_Problem 1_:
In the thread about algae eaters, which species does syd say they have?

_Source text_:
# 4 all sufferers of brown algae i bring you...



## syd (Nov 6, 2004)

the long skinny silver ones that they say attack wide-bodied fish when older.

i got 2. they cleaned up 2/3 of the algae in my 29 g and i just got them yesterday

and they are real fast so they MAY stand a chance with piranha, well for a while but they are fine with my african cichlids


----------



## WorldBelow07 (Dec 16, 2004)

i used to have some of those they are awesome


----------



## syd (Nov 6, 2004)

algae all cleaned up and my tank is back to its' crystal clear as usual


----------



## Husky_Jim (May 26, 2003)

Chinese Algae Eater ===> *Gyrinocheilus Aymonieri*

Siamese Algae Eater ===> *Crossocheilus Siamensis*

Which of the two you got?Both are good algae eaters but i prefer S.A.E. better!


----------



## syd (Nov 6, 2004)

i have Gyrinocheilus aymonieri. they say when they become adults they get aggressive and lose interest in algae but they kick ass.


----------



## rchan11 (May 6, 2004)

I had several Gyrinocheilus aymonieri and none of them lived very long, only few months. Don't know why.


----------



## SpAzZy (Mar 30, 2004)

rchan11 said:


> I had several Gyrinocheilus aymonieri and none of them lived very long, only few months. Don't know why.
> [snapback]806413[/snapback]​


maybe your tank was too clean and they starved themselves to death. algae can't grow in certain conditions and if it isn't growing and you have no other source of food for them, like algae wafers or whatever else they could possibly eat, then it could explain why they died.

i have a few oto's and they don't eat brown algae.. maybe i'll get a siamese.. how big do they get when they are full grown?


----------



## rchan11 (May 6, 2004)

_Problem 2_:
Return the lines of the entries below exactly as they appear, leaving the pictures out of your answer.

[Entries from a data source]
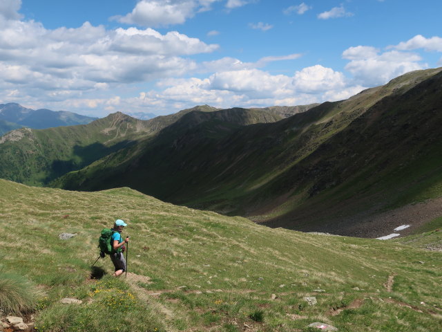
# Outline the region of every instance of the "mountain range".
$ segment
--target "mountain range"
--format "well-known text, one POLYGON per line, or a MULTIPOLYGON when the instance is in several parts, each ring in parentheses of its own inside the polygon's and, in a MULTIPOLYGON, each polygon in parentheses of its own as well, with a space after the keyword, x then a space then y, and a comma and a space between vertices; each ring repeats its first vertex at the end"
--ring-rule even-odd
POLYGON ((22 127, 43 129, 53 127, 85 124, 94 120, 97 120, 97 118, 66 111, 54 111, 46 109, 34 110, 15 102, 0 104, 0 136, 22 127))
POLYGON ((305 107, 205 105, 148 121, 115 113, 18 129, 0 138, 0 176, 130 187, 271 227, 374 237, 390 227, 376 216, 442 196, 441 71, 305 107))

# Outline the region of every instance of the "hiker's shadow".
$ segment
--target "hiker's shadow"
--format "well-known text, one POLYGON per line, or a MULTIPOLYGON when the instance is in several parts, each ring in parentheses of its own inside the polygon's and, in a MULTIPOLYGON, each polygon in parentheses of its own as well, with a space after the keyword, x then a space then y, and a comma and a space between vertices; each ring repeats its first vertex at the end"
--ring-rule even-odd
POLYGON ((90 279, 102 279, 106 273, 102 268, 93 266, 90 268, 90 279))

_Task response 1_:
Gyrinocheilus aymonieri.

_Task response 2_:
# Outline the region of every instance of the "mountain range".
$ segment
--target "mountain range"
--format "well-known text, one POLYGON per line, or a MULTIPOLYGON when the instance is in several parts, each ring in parentheses of its own inside the polygon's and, in a MULTIPOLYGON, each polygon in parentheses of its own as well, with a space after the keyword, x then a space then y, and a comma and a space between vertices; each ring repeats its first vertex at the end"
--ring-rule even-odd
POLYGON ((22 127, 43 129, 53 127, 85 124, 94 120, 97 120, 97 118, 66 111, 54 111, 46 109, 34 110, 15 102, 0 104, 0 136, 22 127))
POLYGON ((305 107, 205 105, 148 121, 115 113, 18 129, 0 138, 0 176, 130 187, 271 227, 374 237, 390 227, 376 216, 442 196, 441 71, 305 107))

# Outline the region of every instance of the "hiker's shadow".
$ segment
--target "hiker's shadow"
--format "well-known text, one POLYGON per line, or a MULTIPOLYGON when the instance is in several parts, each ring in parentheses of its own inside the polygon's and, in a MULTIPOLYGON, each polygon in parentheses of its own as well, with a space after the keyword, x then a space then y, and a comma and a space between vertices; each ring repeats its first vertex at the end"
--ring-rule even-odd
POLYGON ((90 279, 102 279, 106 273, 102 268, 93 266, 90 268, 90 279))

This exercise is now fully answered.